§ **Point annotations for photos**
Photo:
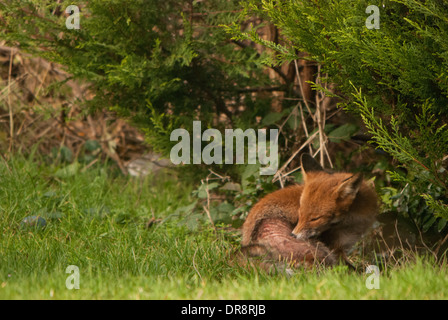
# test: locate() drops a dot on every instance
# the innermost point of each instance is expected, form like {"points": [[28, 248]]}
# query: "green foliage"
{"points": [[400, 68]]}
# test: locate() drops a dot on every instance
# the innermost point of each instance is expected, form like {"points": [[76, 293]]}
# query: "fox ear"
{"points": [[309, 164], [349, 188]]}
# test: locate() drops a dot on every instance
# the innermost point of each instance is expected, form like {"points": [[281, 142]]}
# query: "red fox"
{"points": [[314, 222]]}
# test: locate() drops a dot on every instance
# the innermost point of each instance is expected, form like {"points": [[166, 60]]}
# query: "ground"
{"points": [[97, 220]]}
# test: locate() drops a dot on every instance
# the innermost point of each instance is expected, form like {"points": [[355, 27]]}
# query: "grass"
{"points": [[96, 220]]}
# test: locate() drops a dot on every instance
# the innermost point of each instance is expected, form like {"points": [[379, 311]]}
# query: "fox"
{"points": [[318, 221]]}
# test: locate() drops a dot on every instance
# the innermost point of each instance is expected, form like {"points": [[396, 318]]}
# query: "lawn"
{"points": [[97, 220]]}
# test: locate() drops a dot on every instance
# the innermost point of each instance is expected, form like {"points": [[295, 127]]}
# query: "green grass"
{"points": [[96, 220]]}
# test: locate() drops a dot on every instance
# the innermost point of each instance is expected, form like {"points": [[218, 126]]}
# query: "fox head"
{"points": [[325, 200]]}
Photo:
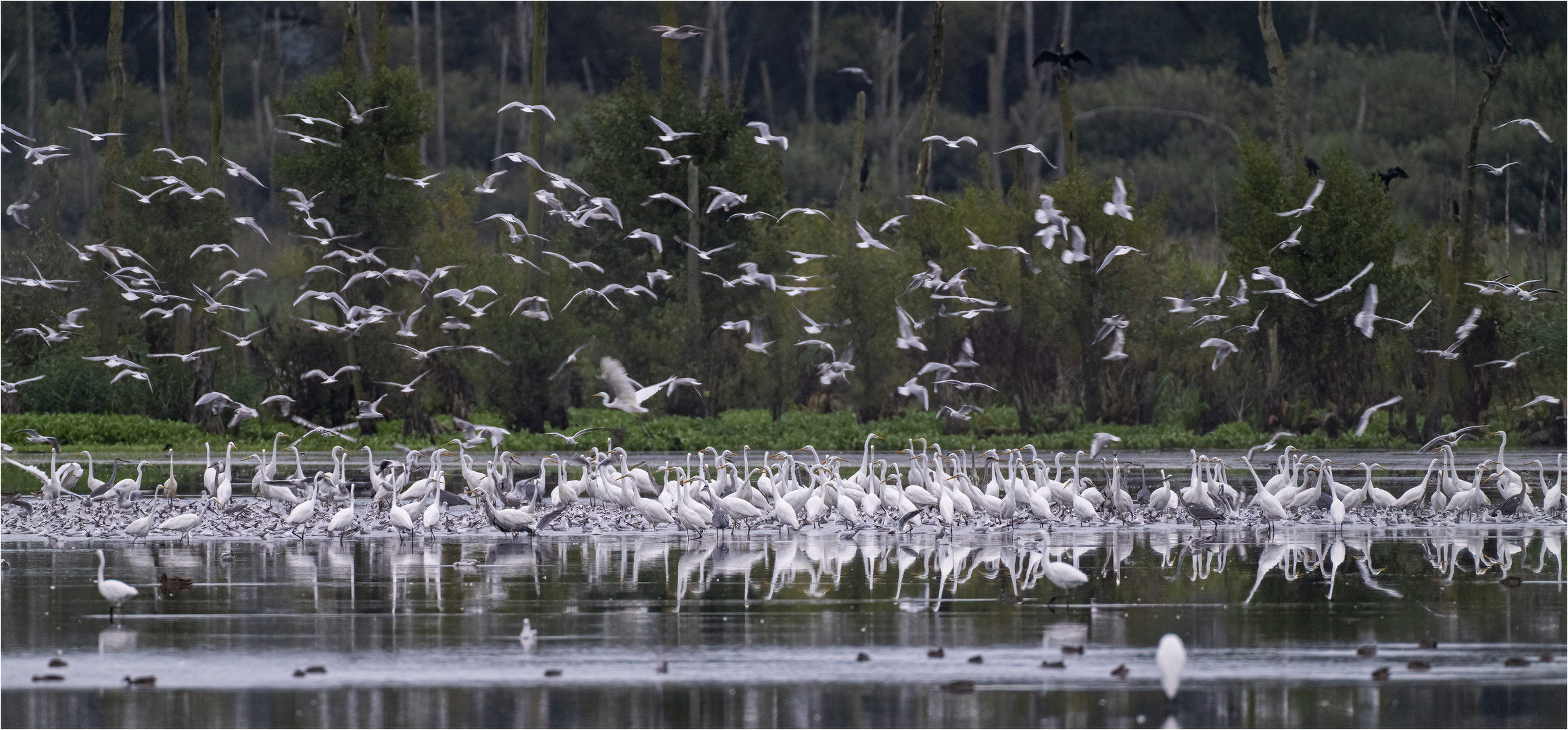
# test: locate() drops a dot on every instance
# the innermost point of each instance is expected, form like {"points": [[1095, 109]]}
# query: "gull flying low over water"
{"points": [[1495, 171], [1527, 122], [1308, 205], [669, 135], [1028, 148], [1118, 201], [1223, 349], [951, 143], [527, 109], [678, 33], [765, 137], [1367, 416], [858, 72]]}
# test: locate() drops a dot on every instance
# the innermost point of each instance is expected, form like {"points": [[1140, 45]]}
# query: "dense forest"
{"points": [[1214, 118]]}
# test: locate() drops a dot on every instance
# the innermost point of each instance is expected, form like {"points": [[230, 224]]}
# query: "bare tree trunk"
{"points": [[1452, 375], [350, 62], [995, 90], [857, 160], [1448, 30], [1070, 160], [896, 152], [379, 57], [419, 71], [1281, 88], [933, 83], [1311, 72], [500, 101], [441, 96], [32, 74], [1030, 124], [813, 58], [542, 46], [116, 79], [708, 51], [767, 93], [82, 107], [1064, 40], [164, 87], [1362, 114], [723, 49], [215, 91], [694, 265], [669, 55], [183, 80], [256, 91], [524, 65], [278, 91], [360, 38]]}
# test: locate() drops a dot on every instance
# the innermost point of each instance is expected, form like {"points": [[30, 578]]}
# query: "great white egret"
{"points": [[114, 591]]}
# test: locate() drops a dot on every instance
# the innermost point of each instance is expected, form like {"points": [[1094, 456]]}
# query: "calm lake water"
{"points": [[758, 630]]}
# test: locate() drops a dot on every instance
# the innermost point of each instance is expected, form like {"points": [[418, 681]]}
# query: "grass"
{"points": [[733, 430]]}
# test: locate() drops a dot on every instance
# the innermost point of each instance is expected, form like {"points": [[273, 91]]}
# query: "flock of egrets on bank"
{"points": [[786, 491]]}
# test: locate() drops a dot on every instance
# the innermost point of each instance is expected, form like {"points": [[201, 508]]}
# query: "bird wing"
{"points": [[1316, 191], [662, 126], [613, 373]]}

§ **EXERCISE OBJECTIVE**
Please set down each line of the data above exactly as written, without the pictures.

§ **CORRECT RESPONSE**
Photo:
# test: locate() drops a dot on every instance
# the innermost point of each instance is expected, form like {"points": [[28, 248]]}
# query: "green foliage"
{"points": [[400, 68]]}
# test: locate() drops a dot on every instance
# the innermost point of each instance is expected, form like {"points": [[76, 293]]}
# query: "fox ear"
{"points": [[309, 164], [349, 188]]}
# test: locate() drops a dot on every instance
# the innermost point of each instance is expected, form like {"points": [[281, 142]]}
# query: "red fox"
{"points": [[314, 222]]}
# test: locate() drops a dot on every instance
# the innermost point of each instance is expected, form like {"points": [[166, 60]]}
# query: "ground"
{"points": [[97, 220]]}
# test: locate() drops a dot on every instance
# the innermost point of each instance is expected, form like {"points": [[355, 27]]}
# query: "grass"
{"points": [[96, 220]]}
# test: locate() drops a dot on every instance
# the innermost point of each instance is expected, form like {"points": [[379, 311]]}
# query: "fox"
{"points": [[318, 221]]}
# test: locate() drops a dot on every instance
# the innermost point of each instance is expected, form like {"points": [[396, 318]]}
# query: "lawn"
{"points": [[97, 220]]}
# test: locate() drops a dot on every instance
# the innermost point of each instance is expected, form like {"points": [[295, 127]]}
# query: "green grass"
{"points": [[96, 220]]}
# test: locate() drops a dot on every instance
# the innermost point of each instance is expected, form like {"points": [[218, 126]]}
# query: "fox head"
{"points": [[325, 200]]}
Photo:
# test: locate() drops a dot on every instance
# the innermost point of each instance is expected, form like {"points": [[1095, 109]]}
# query: "gull flying low over water"
{"points": [[1495, 171], [1527, 122], [1308, 205], [669, 135], [1028, 148], [1118, 201], [1223, 349], [951, 143], [527, 109], [678, 33], [765, 137], [1367, 416], [858, 72]]}
# test: locate() drops a dot on every instance
# the innermost point of each instance is expected, form like {"points": [[1140, 45]]}
# query: "dense forest"
{"points": [[1214, 118]]}
# test: locate() drops a dot on every instance
# the innermost point of each instance is expected, form like {"points": [[230, 224]]}
# query: "bare tree trunk"
{"points": [[1452, 375], [350, 62], [995, 90], [857, 160], [1448, 30], [1070, 160], [896, 152], [379, 57], [419, 71], [1281, 88], [933, 83], [1311, 72], [500, 101], [441, 96], [32, 74], [1030, 124], [813, 58], [542, 46], [116, 79], [708, 51], [767, 93], [82, 107], [1064, 40], [164, 87], [1362, 114], [723, 49], [215, 91], [694, 265], [669, 55], [183, 80], [256, 91], [524, 65], [278, 91], [360, 38]]}
# test: locate() drops a dot on every instance
# the innermost point of each instance is expected, form like {"points": [[30, 578]]}
# query: "great white egret"
{"points": [[114, 591]]}
# test: locate() drops a dot on every instance
# the innermost point of each instance is expected, form like {"points": [[1094, 456]]}
# query: "calm lake water"
{"points": [[758, 630]]}
# test: locate() drops a dot on every instance
# the innermost point of each instance is expected, form like {"points": [[418, 681]]}
# query: "grass"
{"points": [[733, 430]]}
# test: locate() drops a dot on every instance
# the innermost point of each instance is expected, form like {"points": [[273, 91]]}
# query: "flock of egrets on bank"
{"points": [[786, 491]]}
# test: locate() drops a dot on every instance
# the innermost point of each instance is expected, form like {"points": [[201, 508]]}
# query: "bird wing"
{"points": [[1316, 191], [662, 126], [613, 373]]}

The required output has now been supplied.